Extrait de page:

- - - - - - -

Il paraît que ce que j’ai pu dire à Bruxelles début septembre au cours d’un dîner débat sur la sécurité énergétique organisé par Eurofores, l’association que préside l’excellent eurodéputé vert luxembourgeois Claude Turmes, en a surpris, voire choqué plus d’un. Mais voici l’objet du délit – ce graphe qui montre divers mix de charbon, gaz et renouvelables ayant exactement les mêmes émissions de CO2 par kWh :
Avec les mêmes émissions que le gaz naturel, on peut donc faire de l’électricité avec un mix de renouvelables pour une grosse moitié, de charbon pour une petite moitié. C’est un fait.
Or il se trouve que l’Europe a adopté des objectifs d’émissions fixes. Ce n’était pas forcément la meilleure option, mais c’est comme ça. Dans ce contexte, quelle option est préférable du point de vue de la sécurité énergétique? Evidemment un mélange, avec le plus possible de renouvelables, presque toujours d’origine locale… et de charbon, moins à risque que le gaz du fait de son abondance et de la diversité des fournisseurs.
D’où ce constat surprenant: l’essor des renouvelables génère un double bénéfice pour la sécurité énergétique européenne: direct, en réduisant les importations fossiles de toutes natures, et indirect, parce qu’en réduisant fortement les émissions de CO2 les renouvelables permettent, toujours à émissions égales, de conserver plus de charbon dans le mix.

- - - - - - -

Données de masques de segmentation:
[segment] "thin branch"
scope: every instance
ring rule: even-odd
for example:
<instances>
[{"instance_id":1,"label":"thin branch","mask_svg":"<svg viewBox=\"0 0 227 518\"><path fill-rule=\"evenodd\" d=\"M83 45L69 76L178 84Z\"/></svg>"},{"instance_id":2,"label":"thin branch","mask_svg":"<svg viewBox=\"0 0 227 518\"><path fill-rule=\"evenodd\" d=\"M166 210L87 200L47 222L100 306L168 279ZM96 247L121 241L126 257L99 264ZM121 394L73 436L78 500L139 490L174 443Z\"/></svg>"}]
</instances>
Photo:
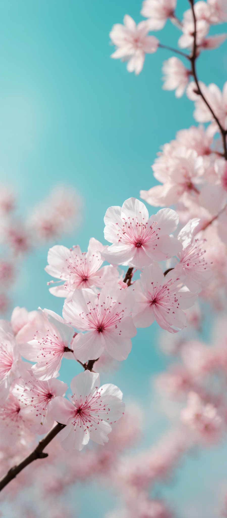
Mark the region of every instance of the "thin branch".
<instances>
[{"instance_id":1,"label":"thin branch","mask_svg":"<svg viewBox=\"0 0 227 518\"><path fill-rule=\"evenodd\" d=\"M203 99L204 102L205 103L205 104L207 106L207 108L209 110L210 113L212 114L213 117L215 119L215 121L217 123L217 125L218 125L218 127L219 128L219 130L220 130L220 133L221 133L221 134L222 138L223 146L223 148L224 148L224 157L225 159L225 160L227 160L227 145L226 145L226 138L225 138L225 136L226 136L226 131L223 127L222 127L222 125L221 125L221 123L220 123L219 119L218 119L218 117L217 117L216 115L215 115L215 113L214 111L213 111L212 108L211 107L211 106L209 104L208 102L207 101L206 98L204 97L204 95L203 94L203 92L202 92L201 89L200 88L199 83L199 79L198 79L198 76L197 76L197 72L196 72L196 66L195 66L195 61L196 61L196 57L198 57L197 55L196 55L196 48L197 48L197 46L196 46L196 18L195 18L195 12L194 12L194 0L189 0L189 3L191 5L191 10L192 10L192 12L193 19L193 22L194 22L194 33L193 33L194 42L193 42L193 49L192 49L192 54L191 54L191 55L189 57L189 59L190 59L190 60L191 61L191 72L192 72L192 75L193 76L193 78L194 78L194 81L195 81L195 83L196 87L197 87L198 94L199 95L200 95L201 97L202 97L202 98Z\"/></svg>"},{"instance_id":2,"label":"thin branch","mask_svg":"<svg viewBox=\"0 0 227 518\"><path fill-rule=\"evenodd\" d=\"M25 458L17 466L14 466L13 468L11 468L9 470L8 473L5 477L3 478L0 480L0 491L3 489L4 487L7 485L11 480L17 477L17 475L20 473L20 471L26 468L26 466L28 466L31 464L32 462L34 461L36 461L37 458L45 458L46 457L48 456L48 453L46 453L43 452L43 450L46 448L46 446L49 444L51 441L59 434L59 432L61 430L63 430L66 425L61 424L60 423L58 423L54 428L47 434L43 439L42 439L35 450L30 453L30 455L28 455L27 457L25 457Z\"/></svg>"},{"instance_id":3,"label":"thin branch","mask_svg":"<svg viewBox=\"0 0 227 518\"><path fill-rule=\"evenodd\" d=\"M181 52L180 50L178 50L177 49L174 49L172 47L169 47L168 45L163 45L161 43L159 43L158 46L160 49L167 49L167 50L171 50L172 52L175 52L175 54L179 54L181 56L183 56L184 57L186 57L187 60L190 60L190 56L188 56L187 54L185 54L185 52Z\"/></svg>"},{"instance_id":4,"label":"thin branch","mask_svg":"<svg viewBox=\"0 0 227 518\"><path fill-rule=\"evenodd\" d=\"M165 277L165 276L167 275L167 274L169 274L169 271L171 271L171 270L174 270L174 268L168 268L168 270L165 270L165 271L164 272L164 277Z\"/></svg>"}]
</instances>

- - - - - - -

Questions d'étude:
a: Énumérez les sources d'énergie qui entrent dans les mix présentés par le graphe du texte sur la sécurité énergétique.
b: D'après le texte sur la sécurité énergétique, qui préside l'association Eurofores ?
c: Poursuivez le texte sur la sécurité énergétique à la suite de sa dernière phrase.

Vos réponses écrites:
a: Charbon, gaz, renouvelables

b: L'eurodéputé vert luxembourgeois Claude Turmes.

c:
Et en tout cas, dans la situation de dépendance de l’Europe à l’égard de son principal fournisseur de gaz naturel, il n’est pas inutile, tant que les renouvelables n’ont pas – pas encore – pris une part dominante dans la production d’électricité, de conserver au moins une certaine capacité à faire de l’électricité avec le charbon, même si on n’utilise pas cette capacité à plein régime.
Maintenant, supposons que l’on ait rempli nos objectifs d’émissions en substituant du gaz naturel au charbon, sans la politique de soutien spécifique aux renouvelables. La sécurité énergétique de l’Europe serait bien moindre – toujours pour des émissions comparables. Et pour l’avenir, la capacité de l’Europe (et celle du monde) à réduire davantage ses émissions serait bien moins bonne, car on n’aurait pas, en réduisant leur coût par effets d’échelle et d’apprentissage, débloqué le potentiel de réduction des émissions des renouvelables.
Choquant? Je comprends. Mais je persiste et signe.